> **Input rows**
>> start
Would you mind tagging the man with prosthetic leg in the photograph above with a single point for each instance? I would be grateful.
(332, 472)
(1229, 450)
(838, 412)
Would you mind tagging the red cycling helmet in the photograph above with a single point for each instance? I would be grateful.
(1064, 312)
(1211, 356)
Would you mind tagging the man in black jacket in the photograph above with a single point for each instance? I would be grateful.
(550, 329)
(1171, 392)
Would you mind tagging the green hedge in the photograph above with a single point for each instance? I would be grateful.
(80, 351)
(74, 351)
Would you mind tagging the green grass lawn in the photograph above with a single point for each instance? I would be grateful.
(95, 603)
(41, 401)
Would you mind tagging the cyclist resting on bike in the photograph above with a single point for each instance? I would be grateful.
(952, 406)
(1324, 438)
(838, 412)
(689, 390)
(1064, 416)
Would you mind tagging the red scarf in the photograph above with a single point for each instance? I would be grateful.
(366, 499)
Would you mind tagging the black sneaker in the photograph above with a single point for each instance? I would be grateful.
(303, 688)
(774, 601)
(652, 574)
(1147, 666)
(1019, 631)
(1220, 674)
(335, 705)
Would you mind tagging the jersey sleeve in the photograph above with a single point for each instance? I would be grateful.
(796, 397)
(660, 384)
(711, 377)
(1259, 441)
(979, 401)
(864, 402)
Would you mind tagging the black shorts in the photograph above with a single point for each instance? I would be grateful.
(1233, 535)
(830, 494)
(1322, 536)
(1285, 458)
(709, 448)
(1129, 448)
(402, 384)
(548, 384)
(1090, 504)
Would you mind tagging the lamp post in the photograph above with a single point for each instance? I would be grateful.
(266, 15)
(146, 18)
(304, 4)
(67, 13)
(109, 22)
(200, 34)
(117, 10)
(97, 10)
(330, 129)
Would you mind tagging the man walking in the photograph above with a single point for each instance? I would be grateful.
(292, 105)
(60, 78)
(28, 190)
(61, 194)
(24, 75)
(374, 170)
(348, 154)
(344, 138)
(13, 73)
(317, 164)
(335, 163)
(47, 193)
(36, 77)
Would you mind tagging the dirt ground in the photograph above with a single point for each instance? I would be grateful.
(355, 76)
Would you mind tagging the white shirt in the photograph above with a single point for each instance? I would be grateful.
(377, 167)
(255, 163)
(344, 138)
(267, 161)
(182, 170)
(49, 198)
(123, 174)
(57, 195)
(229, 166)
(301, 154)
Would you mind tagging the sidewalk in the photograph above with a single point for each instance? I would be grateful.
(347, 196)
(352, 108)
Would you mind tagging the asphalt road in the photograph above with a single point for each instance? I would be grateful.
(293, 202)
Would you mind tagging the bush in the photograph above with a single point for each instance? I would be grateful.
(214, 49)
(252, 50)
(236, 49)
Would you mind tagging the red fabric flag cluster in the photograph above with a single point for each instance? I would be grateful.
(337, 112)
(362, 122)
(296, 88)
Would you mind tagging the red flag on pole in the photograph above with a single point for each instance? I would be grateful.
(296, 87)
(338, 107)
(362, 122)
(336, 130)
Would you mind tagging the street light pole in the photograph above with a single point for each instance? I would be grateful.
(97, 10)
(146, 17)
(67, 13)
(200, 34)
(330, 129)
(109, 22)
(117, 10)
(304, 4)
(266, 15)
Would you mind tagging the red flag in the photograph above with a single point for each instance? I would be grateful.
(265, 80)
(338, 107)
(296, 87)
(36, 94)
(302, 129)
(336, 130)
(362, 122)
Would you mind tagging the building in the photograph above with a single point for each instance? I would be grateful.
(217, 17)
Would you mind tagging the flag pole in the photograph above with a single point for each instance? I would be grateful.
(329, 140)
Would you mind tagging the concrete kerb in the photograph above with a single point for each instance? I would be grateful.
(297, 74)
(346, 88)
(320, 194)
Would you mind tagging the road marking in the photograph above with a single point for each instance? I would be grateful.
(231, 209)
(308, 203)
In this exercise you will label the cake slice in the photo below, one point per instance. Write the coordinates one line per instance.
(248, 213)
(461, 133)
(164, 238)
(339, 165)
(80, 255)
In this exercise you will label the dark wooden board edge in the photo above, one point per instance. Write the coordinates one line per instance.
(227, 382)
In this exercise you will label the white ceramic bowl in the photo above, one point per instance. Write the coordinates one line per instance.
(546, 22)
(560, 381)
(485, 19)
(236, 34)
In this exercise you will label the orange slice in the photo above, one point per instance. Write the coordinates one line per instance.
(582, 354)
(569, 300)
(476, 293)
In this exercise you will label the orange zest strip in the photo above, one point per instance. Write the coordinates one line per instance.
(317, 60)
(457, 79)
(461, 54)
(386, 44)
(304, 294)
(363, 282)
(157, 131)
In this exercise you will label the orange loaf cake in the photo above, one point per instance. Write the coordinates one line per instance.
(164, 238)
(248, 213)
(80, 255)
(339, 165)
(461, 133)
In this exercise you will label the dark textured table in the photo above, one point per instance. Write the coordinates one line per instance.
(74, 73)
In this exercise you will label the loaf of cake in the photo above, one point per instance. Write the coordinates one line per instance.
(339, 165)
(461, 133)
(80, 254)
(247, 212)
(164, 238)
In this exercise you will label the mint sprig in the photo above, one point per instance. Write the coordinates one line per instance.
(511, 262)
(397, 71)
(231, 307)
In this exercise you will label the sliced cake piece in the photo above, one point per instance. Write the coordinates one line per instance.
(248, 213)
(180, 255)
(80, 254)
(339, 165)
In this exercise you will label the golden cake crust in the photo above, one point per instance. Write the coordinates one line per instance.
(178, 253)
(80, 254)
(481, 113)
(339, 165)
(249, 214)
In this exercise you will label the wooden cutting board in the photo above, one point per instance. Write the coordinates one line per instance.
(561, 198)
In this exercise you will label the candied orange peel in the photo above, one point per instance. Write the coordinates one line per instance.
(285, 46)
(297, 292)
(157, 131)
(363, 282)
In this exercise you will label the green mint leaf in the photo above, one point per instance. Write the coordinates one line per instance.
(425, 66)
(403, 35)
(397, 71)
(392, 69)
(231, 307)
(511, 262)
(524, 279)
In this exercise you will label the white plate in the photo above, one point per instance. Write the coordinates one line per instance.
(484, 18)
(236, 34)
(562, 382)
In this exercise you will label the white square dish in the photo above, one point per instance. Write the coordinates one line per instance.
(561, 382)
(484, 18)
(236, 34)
>> end
> **Task goal**
Could you format every line of the material above as a JSON list of strings, with one string per line and blank lines left out?

> **Exercise result**
[
  "Would you mind tagging the man with prosthetic leg in the photograph above with a single point for each instance? I would be grateful.",
  "(332, 472)",
  "(1229, 450)",
  "(838, 412)",
  "Would you mind tagging the red cycling helmet in the photograph above with a single point for each instance? I would be grateful.",
  "(1064, 312)",
  "(1211, 356)",
  "Would you mind tagging the man in black jacket in the photograph above with a single point for each instance? I would be grateful.",
  "(550, 329)",
  "(1171, 392)",
  "Would you mind tagging the green hedge in the photograph above with a single point for each instance? I would be grateful.",
  "(80, 351)",
  "(74, 351)",
  "Would you mind tagging the green grass lawn in the photograph above with a single point for each instance? I would be grateful.",
  "(95, 603)",
  "(41, 401)",
  "Would you mind tagging the cyclist resting on bike in the photograph above with a single point for each instance? I would be grateful.",
  "(952, 406)",
  "(1324, 438)",
  "(838, 412)",
  "(689, 390)",
  "(1064, 416)",
  "Would you mind tagging the red scarf in the photograph above with a single point for each instance? I would be grateful.",
  "(366, 499)",
  "Would you mind tagging the black sneaker in the photograph above with a single point for each instance? I would be grateful.",
  "(303, 688)",
  "(774, 601)",
  "(652, 574)",
  "(1147, 666)",
  "(1019, 631)",
  "(1220, 674)",
  "(335, 705)",
  "Would you mind tagging the jersey sleeve in the photograph above with a single point for each instance? I would be grateful.",
  "(796, 397)",
  "(660, 384)",
  "(711, 377)",
  "(1259, 441)",
  "(979, 401)",
  "(864, 402)",
  "Would you mind tagging the black shorts in the photograph above with a single point for each instance? I would be grateful.",
  "(1233, 535)",
  "(830, 494)",
  "(1322, 536)",
  "(1285, 458)",
  "(709, 448)",
  "(1129, 448)",
  "(402, 384)",
  "(548, 384)",
  "(1090, 504)",
  "Would you mind tagging the lamp post in the photograph above with a single point for each instance? I would be grateful.",
  "(266, 15)",
  "(146, 18)",
  "(304, 4)",
  "(67, 13)",
  "(109, 22)",
  "(200, 34)",
  "(117, 10)",
  "(97, 10)",
  "(330, 129)",
  "Would you mind tagging the man walking in the photograph above with a single point for each instance? I would be grateful.",
  "(292, 105)",
  "(60, 78)",
  "(28, 190)",
  "(61, 194)",
  "(24, 75)",
  "(374, 170)",
  "(348, 154)",
  "(344, 138)",
  "(13, 73)",
  "(317, 164)",
  "(335, 163)",
  "(47, 193)",
  "(36, 77)",
  "Would you mind tagging the dirt ground in the photograph above with a single point for each instance? I would be grateful.",
  "(355, 76)",
  "Would you mind tagging the white shirt in the photograph above with a single point for each instance? I would be grateful.",
  "(377, 167)",
  "(255, 163)",
  "(344, 138)",
  "(267, 161)",
  "(182, 170)",
  "(49, 198)",
  "(123, 174)",
  "(57, 195)",
  "(229, 166)",
  "(301, 154)",
  "Would you mind tagging the sidewalk in the photograph above with a single point for each instance? I would be grateful.",
  "(347, 196)",
  "(352, 108)",
  "Would you mind tagging the asphalt road in the photograph above with a single point for each instance? I would be grateful.",
  "(293, 202)",
  "Would you mind tagging the bush in the photograph above with a single point for each instance? I would be grateful.",
  "(214, 49)",
  "(252, 50)",
  "(236, 49)",
  "Would you mind tagging the red fabric flag cluster in the photograph above with a single point for each instance? I would be grateful.",
  "(337, 112)",
  "(362, 122)",
  "(296, 88)",
  "Would you mind tagging the red flag on pole in the photograph above with a single point for each instance? I would be grateful.",
  "(296, 87)",
  "(338, 107)",
  "(362, 122)",
  "(336, 130)",
  "Would you mind tagging the street light pole in the photograph above with a single point for each instance? I would be grateful.",
  "(97, 10)",
  "(146, 17)",
  "(67, 13)",
  "(200, 34)",
  "(330, 129)",
  "(109, 22)",
  "(117, 10)",
  "(304, 4)",
  "(266, 15)",
  "Would you mind tagging the red flag in the photograph above with a single point for each instance? I would be grateful.",
  "(265, 80)",
  "(338, 107)",
  "(296, 87)",
  "(36, 94)",
  "(302, 129)",
  "(336, 130)",
  "(362, 122)",
  "Would you mind tagging the building in the photograph above with a single point for each instance? I would be grateful.",
  "(217, 17)",
  "Would you mind tagging the flag pole in the photograph above with a single point for each instance? I would be grateful.",
  "(329, 140)",
  "Would you mind tagging the concrete kerb in the photograph above with a single point for each instance? I would be grateful.",
  "(297, 74)",
  "(346, 88)",
  "(320, 194)",
  "Would you mind tagging the road marking in the photograph above with a single point for each instance? I would be grateful.",
  "(231, 209)",
  "(308, 203)",
  "In this exercise you will label the cake slice in the photo below, one point per instance. Write the coordinates one line per instance.",
  "(248, 213)",
  "(461, 133)",
  "(164, 238)",
  "(339, 165)",
  "(80, 255)",
  "In this exercise you will label the dark wooden board edge in the photo above, one point per instance. Write the coordinates one line per instance.",
  "(227, 382)",
  "In this exercise you will label the white ceramic bowl in the photo above, one point per instance. Write the coordinates one line per instance.",
  "(546, 22)",
  "(560, 381)",
  "(485, 19)",
  "(236, 34)",
  "In this exercise you will label the orange slice in the photo above, one point per instance. Write the coordinates one line per instance.",
  "(582, 354)",
  "(569, 300)",
  "(476, 293)",
  "In this exercise you will label the orange zest strip in the photo above, one point per instance. Write the coordinates one line per instance.",
  "(317, 60)",
  "(457, 79)",
  "(461, 54)",
  "(386, 44)",
  "(304, 294)",
  "(363, 282)",
  "(157, 131)",
  "In this exercise you will label the orange loaf cake in the photo above, one point per instance. Write the coordinates one line per instance.",
  "(164, 238)",
  "(248, 213)",
  "(80, 255)",
  "(339, 165)",
  "(461, 133)",
  "In this exercise you will label the dark textured table in the photo above, one point per instance. Write the coordinates one line per instance.",
  "(74, 73)",
  "In this exercise you will label the loaf of cake in the photo above, one point per instance. Write the coordinates one line per instance.",
  "(339, 165)",
  "(461, 133)",
  "(80, 254)",
  "(247, 212)",
  "(164, 238)",
  "In this exercise you will label the mint sprig in the photo above, one point per instance. Write the coordinates one line per instance.",
  "(511, 262)",
  "(397, 71)",
  "(231, 307)",
  "In this exercise you will label the sliced cake piece in the photo above, one point per instance. Write the coordinates one line per instance.",
  "(248, 213)",
  "(180, 255)",
  "(80, 254)",
  "(339, 165)",
  "In this exercise you will label the golden cake crust in the photo above, one point per instance. Write the coordinates one line per instance.",
  "(178, 253)",
  "(80, 254)",
  "(481, 113)",
  "(339, 165)",
  "(249, 214)",
  "In this exercise you will label the wooden cutting board in the photo above, one point per instance. Write the coordinates one line per instance.",
  "(561, 198)",
  "In this exercise you will label the candied orange peel in the photo above, one point per instance. Write the coordinates one line per instance.",
  "(285, 46)",
  "(297, 292)",
  "(157, 131)",
  "(363, 282)",
  "In this exercise you will label the green mint leaf in the photo above, one point per instance. Write the coordinates one line per instance.",
  "(425, 66)",
  "(403, 35)",
  "(397, 71)",
  "(392, 69)",
  "(231, 307)",
  "(511, 262)",
  "(524, 279)",
  "In this exercise you will label the white plate in the photo above, one point per instance. Write the coordinates one line per instance.",
  "(484, 18)",
  "(236, 34)",
  "(562, 382)",
  "In this exercise you will label the white square dish in the photo above, one point per instance. Write the coordinates one line per instance.",
  "(561, 382)",
  "(484, 18)",
  "(236, 34)"
]